* _Text block_:
★ ★ ★

These terms sound all similar and create confusion. Let me start by saying that depending on their context, they all refer to the same problem: “identifying a person based on the information” which is required for privacy. For some people, “privacy vs. confidentiality” may also be confusing, but it’s not our topic today.
Let’s start by defining terms:
PII: Stands for “Personally Identifiable Information”. According to NIST 800–122, PII is any information about an individual maintained by an agency, including:
- Any information that can be used to distinguish or trace an individual‘s identity, such as name, social security number, date and place of birth, mother‘s maiden name, or biometric records;
2. Any other information that is linked or linkable to an individual, such as medical, educational, financial, and employment information.
PHI: Stands for “Protected Health Information”. HIPAA Privacy Rule defines it as: “Individually identifiable health information, held or maintained by a covered entity or its business associates acting for the covered entity, that is transmitted or maintained in any form or medium (including the individually identifiable health information of non-U.S. citizens)”.

★ ★ ★

Collected data:
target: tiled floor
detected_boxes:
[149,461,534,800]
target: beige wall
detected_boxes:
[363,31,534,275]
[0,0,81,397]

★ ★ ★

* _Task goal_: According to the text on PII and PHI above, what examples of information that can be used to distinguish or trace an individual's identity does it give? List all of them.

* _Answer space_:
- Name
- Social security number
- Date and place of birth
- Mother's maiden name
- Biometric records